* REQUIRED TASK *
From the data below, copy out word for word the lines starting at the one containing "instances of eyeglasses" and ending at the one containing "[[1106, 261, 1130, 318], [302, 318, 334, 423]]". Include both of those lines.
--- start of GIVEN DATA ---
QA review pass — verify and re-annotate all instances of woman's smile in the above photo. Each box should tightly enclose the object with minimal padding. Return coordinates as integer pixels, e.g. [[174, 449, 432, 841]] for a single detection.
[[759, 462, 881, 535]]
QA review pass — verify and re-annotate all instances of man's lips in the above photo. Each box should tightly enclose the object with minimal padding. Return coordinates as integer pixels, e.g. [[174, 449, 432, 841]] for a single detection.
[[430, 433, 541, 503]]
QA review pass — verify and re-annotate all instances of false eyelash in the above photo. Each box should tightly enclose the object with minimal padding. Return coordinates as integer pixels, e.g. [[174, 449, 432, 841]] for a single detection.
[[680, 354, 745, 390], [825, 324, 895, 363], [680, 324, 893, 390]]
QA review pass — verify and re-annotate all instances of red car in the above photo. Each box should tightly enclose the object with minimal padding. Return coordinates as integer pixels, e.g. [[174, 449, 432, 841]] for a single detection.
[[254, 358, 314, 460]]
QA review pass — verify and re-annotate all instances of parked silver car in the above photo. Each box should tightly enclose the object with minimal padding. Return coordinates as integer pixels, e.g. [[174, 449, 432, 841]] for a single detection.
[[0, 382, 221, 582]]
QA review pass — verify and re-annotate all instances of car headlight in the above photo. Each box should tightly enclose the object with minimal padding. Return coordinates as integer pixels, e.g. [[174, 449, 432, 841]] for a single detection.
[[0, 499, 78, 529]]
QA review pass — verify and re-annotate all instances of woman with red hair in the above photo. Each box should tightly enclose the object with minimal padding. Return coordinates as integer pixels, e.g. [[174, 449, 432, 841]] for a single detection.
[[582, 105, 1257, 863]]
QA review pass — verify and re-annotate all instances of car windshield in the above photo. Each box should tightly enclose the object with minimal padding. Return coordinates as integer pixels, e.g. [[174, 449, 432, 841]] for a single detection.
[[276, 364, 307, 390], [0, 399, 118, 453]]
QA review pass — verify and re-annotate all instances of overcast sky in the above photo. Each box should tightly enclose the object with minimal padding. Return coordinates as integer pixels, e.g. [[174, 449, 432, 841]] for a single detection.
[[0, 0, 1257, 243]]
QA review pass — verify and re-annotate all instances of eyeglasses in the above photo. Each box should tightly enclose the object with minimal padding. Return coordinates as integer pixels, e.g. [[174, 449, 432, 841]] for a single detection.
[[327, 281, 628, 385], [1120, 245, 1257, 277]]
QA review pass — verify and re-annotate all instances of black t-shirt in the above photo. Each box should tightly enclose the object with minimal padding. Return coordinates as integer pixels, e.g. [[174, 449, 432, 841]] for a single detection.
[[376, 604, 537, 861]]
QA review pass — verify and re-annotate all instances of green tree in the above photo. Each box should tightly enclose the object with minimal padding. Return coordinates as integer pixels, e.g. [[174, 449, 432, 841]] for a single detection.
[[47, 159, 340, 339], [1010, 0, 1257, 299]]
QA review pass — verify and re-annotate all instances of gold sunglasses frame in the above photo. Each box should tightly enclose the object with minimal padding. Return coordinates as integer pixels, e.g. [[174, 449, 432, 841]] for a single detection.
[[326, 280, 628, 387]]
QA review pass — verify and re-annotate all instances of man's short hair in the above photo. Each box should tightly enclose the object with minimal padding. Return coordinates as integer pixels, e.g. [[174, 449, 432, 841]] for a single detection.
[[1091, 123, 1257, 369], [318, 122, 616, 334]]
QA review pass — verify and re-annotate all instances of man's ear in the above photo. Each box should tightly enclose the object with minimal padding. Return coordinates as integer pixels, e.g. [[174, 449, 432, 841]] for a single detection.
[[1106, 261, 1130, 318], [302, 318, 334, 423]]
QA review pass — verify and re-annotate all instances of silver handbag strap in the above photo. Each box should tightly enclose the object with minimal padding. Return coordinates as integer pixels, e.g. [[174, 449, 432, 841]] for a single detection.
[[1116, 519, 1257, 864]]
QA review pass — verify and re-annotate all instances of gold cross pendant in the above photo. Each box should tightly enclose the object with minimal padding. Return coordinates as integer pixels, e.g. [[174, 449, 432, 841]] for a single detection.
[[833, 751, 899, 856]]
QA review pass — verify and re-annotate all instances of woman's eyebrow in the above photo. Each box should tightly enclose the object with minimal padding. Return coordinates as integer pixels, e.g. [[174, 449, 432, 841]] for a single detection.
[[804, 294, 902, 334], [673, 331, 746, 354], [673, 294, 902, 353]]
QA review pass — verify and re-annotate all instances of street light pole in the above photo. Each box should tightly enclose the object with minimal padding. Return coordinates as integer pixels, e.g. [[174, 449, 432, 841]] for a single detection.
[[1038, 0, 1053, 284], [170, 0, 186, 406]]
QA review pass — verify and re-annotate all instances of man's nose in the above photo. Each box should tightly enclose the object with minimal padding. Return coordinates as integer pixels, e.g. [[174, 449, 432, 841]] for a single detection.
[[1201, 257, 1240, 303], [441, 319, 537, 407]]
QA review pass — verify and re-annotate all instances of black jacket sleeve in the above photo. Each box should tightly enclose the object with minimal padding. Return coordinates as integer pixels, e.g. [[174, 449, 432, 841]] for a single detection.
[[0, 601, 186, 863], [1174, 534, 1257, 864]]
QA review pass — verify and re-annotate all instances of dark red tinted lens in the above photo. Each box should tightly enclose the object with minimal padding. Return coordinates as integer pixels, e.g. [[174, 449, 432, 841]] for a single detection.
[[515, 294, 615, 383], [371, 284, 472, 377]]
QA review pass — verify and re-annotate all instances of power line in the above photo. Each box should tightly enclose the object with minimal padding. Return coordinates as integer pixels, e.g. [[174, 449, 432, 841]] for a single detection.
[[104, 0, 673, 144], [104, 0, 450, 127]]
--- end of GIVEN DATA ---
* OUTPUT *
QA review pass — verify and re-annotate all instances of eyeglasses in the above photo. Each box should tightly enclose the object with minimal padding. Return coordinates as integer pixels, e.g. [[174, 449, 432, 841]] for a single detection.
[[327, 281, 628, 385], [1120, 245, 1257, 277]]
QA review pass — verify and re-annotate all instances of black t-shirt in the above photo. Each box should tightly enclose the object with minimal padding. Return coordinates as integer pixels, e.g. [[174, 449, 432, 841]] for a single detection.
[[376, 604, 537, 861]]
QA review pass — verify and re-annotate all instances of green tree in the above photo. Each box should tightly enclose the object with minimal padding. Return coordinates as integer pixels, e.g. [[174, 449, 432, 841]] for a single detection.
[[47, 159, 340, 339], [1010, 0, 1257, 299]]
QA review pass — verify and re-annotate all instances of gold sunglasses frame in the above photo. Each box should tightly enclose the object with minimal padding. Return coordinates as integer pixels, e.g. [[174, 449, 432, 841]] for a single detection.
[[326, 280, 628, 387]]
QA review pass — verify and re-annotate all instances of man's short hair in the above photo. Each box should tightly enclose the object with minimal padding. Return coordinates as integer pixels, e.g. [[174, 449, 432, 841]] for a single detection.
[[1091, 123, 1257, 369], [318, 122, 616, 334]]
QA review pass — verify and re-annotate all instances of man's ear in the above photo. Each box should tightly enclose the object with minimal padding. Return coordinates as integer pixels, e.g. [[174, 449, 432, 841]] for a single detection.
[[1106, 261, 1130, 318], [302, 318, 334, 423]]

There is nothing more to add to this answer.